# YOUR GOAL
In the patch jack patent page, please name the original assignee.

# QUOTED TEXT
|Publication number||US7238035 B2|
|Application number||US 11/151,200|
|Publication date||Jul 3, 2007|
|Filing date||Jun 14, 2005|
|Priority date||Jun 14, 2005|
|Also published as||US20070010117|
|Publication number||11151200, 151200, US 7238035 B2, US 7238035B2, US-B2-7238035, US7238035 B2, US7238035B2|
|Inventors||Charles Kevin Silver|
|Original Assignee||Trompeter Electronics, Inc.|
|Export Citation||BiBTeX, EndNote, RefMan|
|Patent Citations (48), Non-Patent Citations (1), Referenced by (1), Classifications (7), Legal Events (4)|
|External Links: USPTO, USPTO Assignment, Espacenet|
1. Field of the Invention
The present invention is generally directed to patch jacks for use in telecommunications networks.
2. Background Art
A telecommunications network allows signals to be transmitted and/or received between various remote network elements (e.g., telephony and data). Complex connections exist between the remote network elements. These complex connections are typically routed through a number of switching centers. Examples of switching centers include a central office (as employed by a Regional Bell Operating Company (RBOC)), Competitive Local Exchange Carriers co-located with RBOC central offices, or a “telecom hotel” (which is a collection of separate facilities generally located with other telecom carriers).
The switching center will often utilize electronic and/or manual digital cross connect systems (e.g., DSX3 cross connects). For example, a digital cross connect (DSX) can be used to connect a first network element's transmission to a second network element's receiver, and the first network element's receiver to the second network element's transmission. In this way, the DSX enables communication from one network element to another in a two way communication. In other words, a DSX can be used to “cross” the transmitted signals (Tx) of a first user with the received signals (Rx) of a second user, and vice versa.

# DATA PROVIDED
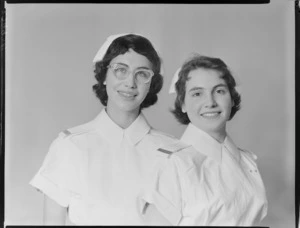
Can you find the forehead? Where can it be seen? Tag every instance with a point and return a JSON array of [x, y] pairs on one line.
[[205, 78], [132, 59]]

# ANSWER TO THE PROBLEM
Trompeter Electronics, Inc.